== Segment start ==

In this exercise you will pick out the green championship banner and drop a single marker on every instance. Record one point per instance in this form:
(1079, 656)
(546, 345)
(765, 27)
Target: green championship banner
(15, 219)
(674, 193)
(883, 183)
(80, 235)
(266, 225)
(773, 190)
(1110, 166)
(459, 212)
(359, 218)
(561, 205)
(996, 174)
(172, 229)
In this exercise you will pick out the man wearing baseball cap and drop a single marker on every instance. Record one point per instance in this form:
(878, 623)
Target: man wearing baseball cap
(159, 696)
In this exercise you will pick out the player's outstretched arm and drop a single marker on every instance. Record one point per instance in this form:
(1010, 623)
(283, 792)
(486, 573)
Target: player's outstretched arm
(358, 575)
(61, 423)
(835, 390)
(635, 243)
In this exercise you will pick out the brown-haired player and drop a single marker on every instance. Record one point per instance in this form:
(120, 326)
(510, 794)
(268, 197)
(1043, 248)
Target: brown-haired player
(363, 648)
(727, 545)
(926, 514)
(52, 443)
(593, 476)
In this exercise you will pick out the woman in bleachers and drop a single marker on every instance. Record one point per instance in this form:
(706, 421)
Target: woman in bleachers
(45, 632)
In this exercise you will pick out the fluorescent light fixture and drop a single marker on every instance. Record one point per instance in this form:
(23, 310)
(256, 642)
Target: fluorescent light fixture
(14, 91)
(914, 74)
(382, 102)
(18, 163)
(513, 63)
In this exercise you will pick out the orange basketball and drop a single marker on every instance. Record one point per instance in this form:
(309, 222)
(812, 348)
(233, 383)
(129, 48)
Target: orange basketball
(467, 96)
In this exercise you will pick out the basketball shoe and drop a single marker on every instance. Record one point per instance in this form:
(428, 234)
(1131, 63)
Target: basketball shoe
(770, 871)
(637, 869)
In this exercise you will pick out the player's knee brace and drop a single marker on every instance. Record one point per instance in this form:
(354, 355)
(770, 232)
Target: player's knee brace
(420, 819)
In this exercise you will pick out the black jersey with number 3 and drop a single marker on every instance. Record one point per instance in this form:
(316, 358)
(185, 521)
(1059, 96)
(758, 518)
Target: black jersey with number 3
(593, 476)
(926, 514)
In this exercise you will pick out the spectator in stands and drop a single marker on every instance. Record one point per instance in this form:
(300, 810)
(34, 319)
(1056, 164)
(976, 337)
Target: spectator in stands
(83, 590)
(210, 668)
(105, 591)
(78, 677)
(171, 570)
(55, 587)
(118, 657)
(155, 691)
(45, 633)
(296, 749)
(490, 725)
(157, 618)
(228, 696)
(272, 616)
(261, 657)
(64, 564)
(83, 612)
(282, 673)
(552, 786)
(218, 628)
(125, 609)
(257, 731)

== Segment end ==

From the opening line of the data above through the line holding "(1043, 248)", give every line again exactly as it stands.

== Result below ==
In this exercise you will pick out the green championship banner and drop a single marker on every instance. Record one point per instance in this form:
(1079, 656)
(546, 345)
(765, 27)
Target: green championship banner
(15, 219)
(674, 193)
(883, 183)
(80, 235)
(266, 225)
(773, 190)
(1110, 166)
(459, 212)
(359, 218)
(561, 205)
(996, 174)
(172, 229)
In this exercise you will pick out the man wearing baseball cap and drop a single marker on every instance. Record one point per instance in this form:
(878, 623)
Target: man wearing baseball cap
(159, 696)
In this exercise you will pick out the player's outstretched arm and drop a single marker on every instance. Record one point per instance in this form:
(1010, 623)
(283, 792)
(486, 573)
Target: player's outstretched arm
(358, 575)
(61, 423)
(835, 390)
(635, 243)
In this exercise you will pick out the brown-haired player and drop a single marker on every instance. Record one point per instance in this form:
(120, 326)
(510, 794)
(268, 197)
(1043, 248)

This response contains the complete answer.